(Stored data entries)
────────────────────────────────────────

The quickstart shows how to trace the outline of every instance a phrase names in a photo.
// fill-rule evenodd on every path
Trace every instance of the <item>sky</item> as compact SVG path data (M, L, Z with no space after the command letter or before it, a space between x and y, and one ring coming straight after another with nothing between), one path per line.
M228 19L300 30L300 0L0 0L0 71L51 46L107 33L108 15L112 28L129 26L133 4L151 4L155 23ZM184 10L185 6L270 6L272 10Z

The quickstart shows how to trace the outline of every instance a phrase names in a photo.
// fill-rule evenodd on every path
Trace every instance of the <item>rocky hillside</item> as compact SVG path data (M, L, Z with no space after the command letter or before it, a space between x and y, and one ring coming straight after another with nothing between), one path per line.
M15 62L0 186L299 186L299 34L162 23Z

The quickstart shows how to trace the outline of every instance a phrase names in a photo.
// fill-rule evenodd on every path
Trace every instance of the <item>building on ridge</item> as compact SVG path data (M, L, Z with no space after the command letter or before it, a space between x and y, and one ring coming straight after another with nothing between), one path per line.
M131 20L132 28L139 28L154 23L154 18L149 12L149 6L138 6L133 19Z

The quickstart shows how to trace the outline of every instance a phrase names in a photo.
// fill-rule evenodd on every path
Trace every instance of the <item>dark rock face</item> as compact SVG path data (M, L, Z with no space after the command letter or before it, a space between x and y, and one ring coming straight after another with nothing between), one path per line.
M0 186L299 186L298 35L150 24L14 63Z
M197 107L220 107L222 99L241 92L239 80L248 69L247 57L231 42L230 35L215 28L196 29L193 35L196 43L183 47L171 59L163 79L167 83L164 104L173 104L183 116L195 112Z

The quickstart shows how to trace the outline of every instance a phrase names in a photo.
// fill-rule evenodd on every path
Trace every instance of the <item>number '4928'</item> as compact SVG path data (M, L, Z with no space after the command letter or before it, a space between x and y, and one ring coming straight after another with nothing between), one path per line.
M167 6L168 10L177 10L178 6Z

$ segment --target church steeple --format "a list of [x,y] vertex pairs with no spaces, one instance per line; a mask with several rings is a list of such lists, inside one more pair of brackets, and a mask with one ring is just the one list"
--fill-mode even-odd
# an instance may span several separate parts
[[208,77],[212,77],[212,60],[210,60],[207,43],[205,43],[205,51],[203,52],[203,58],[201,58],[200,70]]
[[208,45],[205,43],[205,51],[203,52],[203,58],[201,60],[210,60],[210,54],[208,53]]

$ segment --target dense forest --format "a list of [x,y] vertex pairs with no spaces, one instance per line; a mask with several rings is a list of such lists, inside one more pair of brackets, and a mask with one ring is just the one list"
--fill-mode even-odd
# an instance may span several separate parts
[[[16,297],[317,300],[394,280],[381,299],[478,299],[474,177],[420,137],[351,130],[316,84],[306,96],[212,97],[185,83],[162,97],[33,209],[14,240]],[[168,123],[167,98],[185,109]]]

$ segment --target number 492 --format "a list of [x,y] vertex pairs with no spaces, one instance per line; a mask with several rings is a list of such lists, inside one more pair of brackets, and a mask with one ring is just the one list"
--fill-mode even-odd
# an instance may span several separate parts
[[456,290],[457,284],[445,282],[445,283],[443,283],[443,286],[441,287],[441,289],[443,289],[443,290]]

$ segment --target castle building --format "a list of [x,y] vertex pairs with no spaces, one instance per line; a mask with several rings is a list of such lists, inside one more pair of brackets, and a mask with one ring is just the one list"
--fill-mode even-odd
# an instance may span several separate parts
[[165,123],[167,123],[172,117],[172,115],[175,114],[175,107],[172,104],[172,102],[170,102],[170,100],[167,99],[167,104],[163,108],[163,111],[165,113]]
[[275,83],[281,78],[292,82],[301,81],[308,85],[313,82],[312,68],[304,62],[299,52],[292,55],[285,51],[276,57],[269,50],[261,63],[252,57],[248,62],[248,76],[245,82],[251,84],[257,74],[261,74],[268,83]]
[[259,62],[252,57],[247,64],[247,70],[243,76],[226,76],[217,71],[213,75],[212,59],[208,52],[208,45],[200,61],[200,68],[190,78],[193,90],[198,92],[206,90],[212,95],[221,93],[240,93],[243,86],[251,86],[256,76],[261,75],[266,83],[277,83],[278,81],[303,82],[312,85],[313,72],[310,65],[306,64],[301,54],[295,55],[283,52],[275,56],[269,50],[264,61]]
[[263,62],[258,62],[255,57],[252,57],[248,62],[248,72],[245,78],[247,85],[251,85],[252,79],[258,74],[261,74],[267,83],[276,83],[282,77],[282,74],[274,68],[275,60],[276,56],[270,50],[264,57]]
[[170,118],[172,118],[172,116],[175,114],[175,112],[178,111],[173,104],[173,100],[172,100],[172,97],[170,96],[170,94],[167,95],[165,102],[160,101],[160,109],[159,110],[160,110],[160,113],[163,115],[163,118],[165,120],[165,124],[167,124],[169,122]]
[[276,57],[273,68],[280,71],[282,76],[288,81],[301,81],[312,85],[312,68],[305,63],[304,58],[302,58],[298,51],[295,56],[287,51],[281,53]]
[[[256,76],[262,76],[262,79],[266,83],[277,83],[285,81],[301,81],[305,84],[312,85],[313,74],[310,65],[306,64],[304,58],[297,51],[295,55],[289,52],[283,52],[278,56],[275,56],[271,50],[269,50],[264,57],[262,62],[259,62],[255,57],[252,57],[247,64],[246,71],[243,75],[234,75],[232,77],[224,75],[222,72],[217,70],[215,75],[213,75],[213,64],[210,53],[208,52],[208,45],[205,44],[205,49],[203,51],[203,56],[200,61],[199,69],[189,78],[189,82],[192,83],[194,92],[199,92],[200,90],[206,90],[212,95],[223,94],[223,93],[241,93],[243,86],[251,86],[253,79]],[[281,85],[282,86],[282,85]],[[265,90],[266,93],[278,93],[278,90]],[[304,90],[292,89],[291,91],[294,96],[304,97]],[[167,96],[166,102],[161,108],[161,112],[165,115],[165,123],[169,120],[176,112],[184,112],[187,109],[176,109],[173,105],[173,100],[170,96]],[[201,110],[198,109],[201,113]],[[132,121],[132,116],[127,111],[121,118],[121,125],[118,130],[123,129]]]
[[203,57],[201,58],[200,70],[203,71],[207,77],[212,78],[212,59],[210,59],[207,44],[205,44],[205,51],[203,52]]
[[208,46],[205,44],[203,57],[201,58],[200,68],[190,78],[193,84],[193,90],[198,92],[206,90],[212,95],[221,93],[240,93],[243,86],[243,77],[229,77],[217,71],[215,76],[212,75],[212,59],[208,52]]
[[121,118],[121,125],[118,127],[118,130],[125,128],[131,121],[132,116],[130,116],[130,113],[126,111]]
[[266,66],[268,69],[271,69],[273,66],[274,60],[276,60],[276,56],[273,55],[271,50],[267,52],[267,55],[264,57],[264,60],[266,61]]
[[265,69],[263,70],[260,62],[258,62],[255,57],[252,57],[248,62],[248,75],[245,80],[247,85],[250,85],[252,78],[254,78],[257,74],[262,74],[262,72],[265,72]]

────────────────────────────────────────

> _TASK BRIEF_: The output should match the records above exactly, entry for entry.

> _YOUR RESPONSE_:
The quickstart shows how to trace the outline of every instance a phrase names in a photo.
// fill-rule evenodd on every path
Trace every instance of the <item>sky</item> as compact SVG path data (M, L, Z with no space after the command letter or before it, a space between x and y, and one ring coming straight after another with nothing between), one path per line.
M228 19L300 30L300 0L0 0L0 71L51 46L107 33L108 15L112 28L129 26L133 4L151 4L155 23ZM184 10L185 6L270 6L272 10Z

The quickstart shows how to trace the outline of every instance a phrase names in a photo.
// fill-rule evenodd on every path
Trace every instance of the <item>rocky hillside</item> as compact SVG path data (M, L, Z with no space after the command letter or before it, a space between x and y, and one ring coming straight after another with nothing between), one path per line.
M15 62L0 186L299 186L299 34L162 23Z

The quickstart shows how to trace the outline of every instance a phrase names in a photo.
// fill-rule evenodd on every path
Trace every instance of the <item>building on ridge</item> as compact SVG path data (M, L, Z with no space after the command letter or before it, a space between x and y, and one ring coming straight after another with nothing between), one path per line.
M131 20L132 28L139 28L154 23L154 18L149 12L149 6L138 6L133 19Z

The quickstart shows how to trace the outline of every instance a phrase names in a photo.
// fill-rule evenodd on every path
Trace every instance of the <item>dark rock face</item> as compact SVG path data (M, L, Z with no space after the command letter or before it, a space between x and y, and one ring coming straight after another with nothing between), one path per line.
M0 186L299 186L298 35L150 24L14 63Z
M197 107L220 107L222 99L241 92L239 80L248 69L247 57L231 42L230 35L215 28L196 29L193 35L196 43L183 47L171 59L163 79L167 83L164 104L173 104L183 116L195 112Z

The quickstart shows how to trace the outline of every instance a phrase names in a photo.
// fill-rule evenodd on every path
Trace every instance of the <item>number '4928'</item> as compact SVG path data (M, L, Z with no space after the command letter or before it, a space between x and y, and one ring coming straight after another with nothing between), one path per line.
M167 6L168 10L177 10L178 6Z

$ segment --target church steeple --format "a list of [x,y] vertex pairs with no spaces, one instance per line; a mask with several rings is a list of such lists, inside one more pair of brackets, and a mask with one ring is just the one list"
--fill-mode even-odd
# an instance may span several separate parts
[[208,77],[212,77],[212,60],[210,60],[207,43],[205,43],[205,51],[203,52],[203,58],[201,58],[200,70]]
[[208,45],[205,43],[205,51],[203,52],[203,58],[201,60],[210,60],[210,54],[208,53]]

$ segment --target dense forest --format "a list of [x,y] vertex pairs with no spaces, one instance per line; a mask with several rings is a list of such lists, inside one more pair of brackets, and a mask with one ring is just the one list"
--fill-mode even-odd
# an instance may span several separate parts
[[[16,297],[317,300],[394,280],[381,299],[478,299],[474,177],[420,137],[351,130],[316,84],[306,96],[212,97],[185,83],[162,97],[33,209],[14,240]],[[168,123],[167,98],[185,109]]]

$ segment --target number 492 --format "a list of [x,y] vertex pairs with no spaces, one instance per line; a mask with several rings is a list of such lists, inside one more pair of brackets, and a mask with one ring is just the one list"
--fill-mode even-odd
# an instance may span several separate parts
[[456,290],[457,284],[445,282],[445,283],[443,283],[443,286],[441,287],[441,289],[443,289],[443,290]]

$ segment --target castle building --format "a list of [x,y] vertex pairs with no spaces, one instance per line; a mask with several rings is a list of such lists, inside one more pair of brackets, and a mask with one ring is just the one list"
--fill-mode even-odd
# an instance may span several separate parts
[[165,123],[167,123],[172,117],[172,115],[175,114],[175,107],[172,104],[172,102],[170,102],[170,100],[167,99],[167,104],[163,108],[163,111],[165,113]]
[[275,83],[281,78],[292,82],[301,81],[308,85],[313,82],[312,68],[304,62],[299,52],[292,55],[285,51],[276,57],[269,50],[261,63],[252,57],[248,62],[248,76],[245,82],[251,84],[257,74],[261,74],[268,83]]
[[259,62],[252,57],[247,64],[247,70],[243,76],[226,76],[217,71],[213,75],[212,59],[208,52],[208,45],[200,61],[200,68],[190,78],[193,90],[198,92],[206,90],[212,95],[221,93],[240,93],[243,86],[251,86],[256,76],[261,75],[266,83],[277,83],[278,81],[303,82],[312,85],[313,72],[310,65],[306,64],[301,54],[295,55],[283,52],[275,56],[269,50],[264,61]]
[[263,62],[258,62],[255,57],[252,57],[248,62],[248,72],[245,78],[247,85],[251,85],[252,79],[258,74],[261,74],[267,83],[276,83],[282,77],[282,74],[274,68],[275,60],[276,56],[270,50],[264,57]]
[[170,118],[172,118],[172,116],[175,114],[175,112],[178,111],[173,104],[173,100],[172,100],[172,97],[170,96],[170,94],[167,95],[165,102],[160,101],[160,109],[159,110],[160,110],[160,113],[163,115],[163,118],[165,120],[165,124],[167,124],[169,122]]
[[276,57],[273,68],[280,71],[282,76],[288,81],[301,81],[312,85],[312,68],[305,63],[304,58],[302,58],[298,51],[295,56],[287,51],[281,53]]
[[[256,76],[262,76],[262,79],[266,83],[277,83],[285,81],[301,81],[305,84],[312,85],[313,74],[310,65],[306,64],[304,58],[297,51],[295,55],[289,52],[283,52],[278,56],[275,56],[271,50],[269,50],[264,57],[262,62],[259,62],[255,57],[252,57],[247,64],[246,71],[243,75],[234,75],[232,77],[224,75],[222,72],[217,70],[215,75],[213,75],[213,64],[210,53],[208,52],[208,45],[205,44],[205,49],[203,51],[203,56],[200,61],[199,69],[189,78],[189,82],[192,83],[194,92],[199,92],[200,90],[206,90],[212,95],[223,94],[223,93],[241,93],[243,86],[251,86],[253,79]],[[281,85],[282,86],[282,85]],[[265,90],[266,93],[278,93],[278,90]],[[304,90],[292,89],[291,91],[294,96],[304,97]],[[167,96],[166,102],[161,108],[161,112],[165,115],[165,123],[169,120],[176,112],[184,112],[187,109],[176,109],[173,105],[173,100],[170,96]],[[201,110],[198,109],[201,113]],[[132,121],[132,116],[127,111],[121,118],[121,125],[118,130],[123,129]]]
[[203,57],[201,58],[200,70],[203,71],[207,77],[212,78],[212,59],[210,59],[207,44],[205,44],[205,51],[203,52]]
[[208,46],[205,44],[203,57],[201,58],[200,68],[190,78],[193,84],[193,90],[198,92],[206,90],[212,95],[221,93],[240,93],[243,86],[243,77],[229,77],[217,71],[215,76],[212,75],[212,59],[208,52]]
[[121,118],[121,125],[118,127],[118,130],[125,128],[131,121],[132,116],[130,116],[130,113],[126,111]]
[[266,66],[268,69],[271,69],[273,66],[274,60],[276,60],[276,56],[273,55],[271,50],[267,52],[267,55],[264,57],[264,60],[266,61]]
[[265,69],[263,70],[260,62],[258,62],[255,57],[252,57],[248,62],[248,75],[245,80],[247,85],[250,85],[252,78],[254,78],[257,74],[262,74],[262,72],[265,72]]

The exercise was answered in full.